_Instructions to follow_
Exactly as written, give back every record below.

Start of Block

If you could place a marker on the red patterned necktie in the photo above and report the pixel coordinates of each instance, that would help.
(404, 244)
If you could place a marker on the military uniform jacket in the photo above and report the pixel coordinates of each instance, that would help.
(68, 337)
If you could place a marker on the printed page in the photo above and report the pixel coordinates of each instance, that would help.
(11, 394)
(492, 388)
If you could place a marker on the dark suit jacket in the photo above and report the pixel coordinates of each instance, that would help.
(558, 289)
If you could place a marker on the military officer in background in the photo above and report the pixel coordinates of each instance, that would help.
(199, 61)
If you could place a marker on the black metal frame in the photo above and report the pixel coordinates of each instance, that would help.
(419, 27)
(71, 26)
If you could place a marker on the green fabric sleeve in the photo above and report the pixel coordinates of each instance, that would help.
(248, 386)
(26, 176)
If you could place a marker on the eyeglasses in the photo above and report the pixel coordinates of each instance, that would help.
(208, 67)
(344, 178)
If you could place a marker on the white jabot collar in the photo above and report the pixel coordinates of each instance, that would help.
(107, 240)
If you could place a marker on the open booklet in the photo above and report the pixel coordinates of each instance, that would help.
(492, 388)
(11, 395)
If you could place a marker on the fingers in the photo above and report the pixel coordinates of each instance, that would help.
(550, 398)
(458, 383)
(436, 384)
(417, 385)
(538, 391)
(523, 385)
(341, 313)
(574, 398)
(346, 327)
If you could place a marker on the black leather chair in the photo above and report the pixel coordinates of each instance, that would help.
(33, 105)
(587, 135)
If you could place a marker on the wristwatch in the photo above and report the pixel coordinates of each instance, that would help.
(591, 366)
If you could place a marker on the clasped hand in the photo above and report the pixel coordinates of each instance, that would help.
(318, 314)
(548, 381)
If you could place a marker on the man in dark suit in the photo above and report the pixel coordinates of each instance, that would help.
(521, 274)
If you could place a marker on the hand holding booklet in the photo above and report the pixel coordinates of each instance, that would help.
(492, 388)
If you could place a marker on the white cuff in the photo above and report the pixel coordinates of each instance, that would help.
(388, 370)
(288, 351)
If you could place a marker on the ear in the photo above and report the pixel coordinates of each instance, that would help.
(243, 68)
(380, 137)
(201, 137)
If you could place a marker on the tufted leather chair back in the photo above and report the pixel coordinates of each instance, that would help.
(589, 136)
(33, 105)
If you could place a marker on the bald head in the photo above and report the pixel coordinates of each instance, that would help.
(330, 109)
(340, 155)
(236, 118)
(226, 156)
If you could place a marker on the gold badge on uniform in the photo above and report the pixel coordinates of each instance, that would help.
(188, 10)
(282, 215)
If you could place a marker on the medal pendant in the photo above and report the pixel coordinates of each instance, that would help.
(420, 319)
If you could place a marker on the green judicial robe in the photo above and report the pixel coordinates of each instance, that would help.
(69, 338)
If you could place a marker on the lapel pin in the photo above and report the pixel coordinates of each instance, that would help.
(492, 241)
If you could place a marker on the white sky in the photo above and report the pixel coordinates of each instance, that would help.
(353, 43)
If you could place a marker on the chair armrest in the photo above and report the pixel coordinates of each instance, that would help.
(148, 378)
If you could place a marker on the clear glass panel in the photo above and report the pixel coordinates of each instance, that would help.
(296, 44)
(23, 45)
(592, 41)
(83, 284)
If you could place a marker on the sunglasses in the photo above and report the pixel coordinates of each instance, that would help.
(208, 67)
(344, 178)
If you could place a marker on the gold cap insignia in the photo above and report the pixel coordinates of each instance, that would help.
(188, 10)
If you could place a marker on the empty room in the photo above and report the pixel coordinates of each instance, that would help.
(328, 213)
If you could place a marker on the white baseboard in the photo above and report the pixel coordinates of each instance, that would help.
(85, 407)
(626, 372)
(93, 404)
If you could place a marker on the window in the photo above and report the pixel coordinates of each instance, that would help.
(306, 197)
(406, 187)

End of Block

_Written answer_
If you could place a marker on the red patterned necktie in the photo above and report the pixel coordinates of each instance, that would help.
(404, 244)
If you could place a marker on the military uniform jacket in the photo above and report the pixel coordinates of each instance, that would help.
(68, 337)
If you could place a marker on the printed page in the photo above and report the pixel coordinates of each instance, that would help.
(11, 394)
(492, 388)
If you could place a marker on the dark suit jacket in the photo above and report the pixel coordinates of each instance, that would help.
(558, 289)
If you could place a marker on the military officer in background in the photo above and report the pixel coordinates of each instance, that would help.
(199, 61)
If you could place a marker on the black metal frame in the photo above and report the pixel coordinates of each instance, that would help.
(419, 27)
(71, 26)
If you could place a marker on the green fabric sleeve in the photo above and report the pixel coordinates of each instance, that would help.
(248, 386)
(26, 176)
If you could place a marker on the eyeglasses in the photo above and report the pixel coordinates of each instance, that would help.
(208, 67)
(344, 178)
If you could place a marker on the white jabot collar in the photo above and report the pixel coordinates of each instance, that would help.
(107, 240)
If you could place a marker on the open booklet in the photo above and report the pixel coordinates of each instance, that would help.
(492, 388)
(11, 395)
If you could place a marker on the fingers in the photo above and report the pixel coordinates of each instance, that would help.
(550, 398)
(458, 383)
(436, 384)
(417, 385)
(538, 391)
(523, 385)
(341, 313)
(574, 398)
(346, 327)
If you could place a marker on the black leather chair in the photo above and report the pixel coordinates of each instance, that would help.
(33, 105)
(587, 135)
If you could place a marker on the wristwatch in the photo above and report the pixel coordinates of each instance, that would help.
(591, 366)
If you could place a marker on the clasped hand in the photo above and report the pixel coordinates of each instance, that would help.
(318, 314)
(548, 381)
If you could place a marker on the man in dark suit in the photo above and report the pixel coordinates of each instance, that would help.
(521, 274)
If you could place a marker on the hand holding booklet in the photo above and report the pixel coordinates of each instance, that would help.
(492, 388)
If you could place a marker on the white cuff in the photo above and report the pixel coordinates of each instance, that would help.
(388, 370)
(288, 351)
If you could place a marker on the ear in the photo above and report the pixel coordinates of each instance, that would help.
(243, 68)
(380, 137)
(201, 137)
If you could place a marker on the tufted leather chair back in the photo above and report the pixel coordinates of each instance, that would help.
(589, 136)
(33, 105)
If you could place a marker on the bald head in the photo above and report the pixel coordinates of each instance, that would help.
(330, 109)
(340, 155)
(236, 118)
(226, 156)
If you could place a marker on the gold badge on uniform in the photo above and report the pixel coordinates of each instance, that would help.
(188, 10)
(282, 215)
If you could place a marker on the medal pendant in the photo above and report the pixel coordinates of each instance, that would help.
(420, 319)
If you could place a marker on the green judicial robe in the photo above and report the pixel coordinates of each instance, that would help.
(69, 338)
If you could place a marker on the lapel pin in the photo above and report the pixel coordinates of each instance, that would help.
(492, 241)
If you could place a marker on the white sky in the photo above and report the pixel coordinates of each instance, that would help.
(353, 43)
If you could place a marker on the chair armrest in the photo above and report the pixel coordinates of each instance, that would help.
(148, 378)
If you could place a marker on the clear glass panel in the photo above and report the pixel coordinates of each instance, that would help.
(296, 44)
(23, 45)
(592, 41)
(83, 284)
If you could place a marker on the sunglasses in the photo above and report the pixel coordinates of each instance, that would help.
(208, 67)
(344, 178)
If you could place a marker on the gold cap insignia in the photo above and report the pixel coordinates of each instance, that would help.
(188, 10)
If you could place a marker on the empty room in the photo above and report the pixel coordinates of each instance, that would help.
(328, 213)
If you could place a marker on the white baseboard in the photo above and report the pixel coordinates of each instance, that would help.
(85, 407)
(626, 372)
(93, 404)
If you could place a marker on the window in the photo above and report the pixel coordinates of each instance, that would help.
(306, 197)
(406, 187)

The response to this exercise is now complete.